>> Begin

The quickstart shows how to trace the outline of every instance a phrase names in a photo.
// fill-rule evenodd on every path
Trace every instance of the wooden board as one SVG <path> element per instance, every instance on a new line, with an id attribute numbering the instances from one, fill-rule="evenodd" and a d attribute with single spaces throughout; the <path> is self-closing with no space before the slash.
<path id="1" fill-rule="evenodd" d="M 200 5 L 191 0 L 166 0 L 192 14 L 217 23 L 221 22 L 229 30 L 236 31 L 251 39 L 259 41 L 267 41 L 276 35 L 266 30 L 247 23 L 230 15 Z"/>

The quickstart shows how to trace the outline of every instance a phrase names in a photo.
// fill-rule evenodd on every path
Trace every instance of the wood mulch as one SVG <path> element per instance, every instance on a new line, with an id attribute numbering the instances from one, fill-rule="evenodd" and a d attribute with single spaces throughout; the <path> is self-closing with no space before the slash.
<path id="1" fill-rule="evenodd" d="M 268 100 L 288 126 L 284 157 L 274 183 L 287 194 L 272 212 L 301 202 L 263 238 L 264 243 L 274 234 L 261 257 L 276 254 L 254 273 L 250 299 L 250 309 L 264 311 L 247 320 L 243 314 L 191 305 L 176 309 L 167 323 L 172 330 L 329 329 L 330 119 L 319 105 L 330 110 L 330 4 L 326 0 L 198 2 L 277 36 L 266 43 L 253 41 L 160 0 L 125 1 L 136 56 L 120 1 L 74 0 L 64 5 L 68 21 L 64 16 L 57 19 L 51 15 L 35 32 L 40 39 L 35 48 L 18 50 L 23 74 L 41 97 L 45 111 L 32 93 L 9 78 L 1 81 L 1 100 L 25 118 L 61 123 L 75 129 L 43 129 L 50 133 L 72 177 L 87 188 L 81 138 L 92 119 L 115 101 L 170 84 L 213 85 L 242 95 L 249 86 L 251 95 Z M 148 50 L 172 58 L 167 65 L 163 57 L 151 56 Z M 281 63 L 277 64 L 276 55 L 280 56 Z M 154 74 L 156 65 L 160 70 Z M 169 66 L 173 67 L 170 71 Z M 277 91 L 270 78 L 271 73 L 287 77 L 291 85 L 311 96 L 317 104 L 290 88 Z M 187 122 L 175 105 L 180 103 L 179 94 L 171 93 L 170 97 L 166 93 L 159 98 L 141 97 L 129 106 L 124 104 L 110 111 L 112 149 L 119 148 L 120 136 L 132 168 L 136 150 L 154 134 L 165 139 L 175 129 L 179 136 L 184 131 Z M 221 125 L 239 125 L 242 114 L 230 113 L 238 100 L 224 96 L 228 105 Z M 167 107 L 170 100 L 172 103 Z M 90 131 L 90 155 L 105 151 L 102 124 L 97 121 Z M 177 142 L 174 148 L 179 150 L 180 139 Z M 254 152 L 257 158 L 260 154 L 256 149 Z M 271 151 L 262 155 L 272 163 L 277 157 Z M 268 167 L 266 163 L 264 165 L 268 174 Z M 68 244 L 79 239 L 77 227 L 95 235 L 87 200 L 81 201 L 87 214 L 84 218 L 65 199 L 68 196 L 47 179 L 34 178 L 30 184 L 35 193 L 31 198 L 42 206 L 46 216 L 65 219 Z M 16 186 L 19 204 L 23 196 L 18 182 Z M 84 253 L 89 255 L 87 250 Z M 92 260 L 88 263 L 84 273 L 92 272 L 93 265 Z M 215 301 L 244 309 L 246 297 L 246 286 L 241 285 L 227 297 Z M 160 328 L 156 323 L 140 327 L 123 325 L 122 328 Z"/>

>> End

### [What to work on]
Write out the records from their start up to and including the line with "Trace every instance of the wooden", substituting "guide" for "quickstart" and leaving everything else unchanged.

### [Result for this task]
The guide shows how to trace the outline of every instance a phrase names in a photo.
// fill-rule evenodd on every path
Trace every instance of the wooden board as one SVG <path> element per instance, every instance on a new line, with an id attribute numbering the instances from one, fill-rule="evenodd" and a d attribute with single spaces throughout; the <path> is self-closing with no space before the slash.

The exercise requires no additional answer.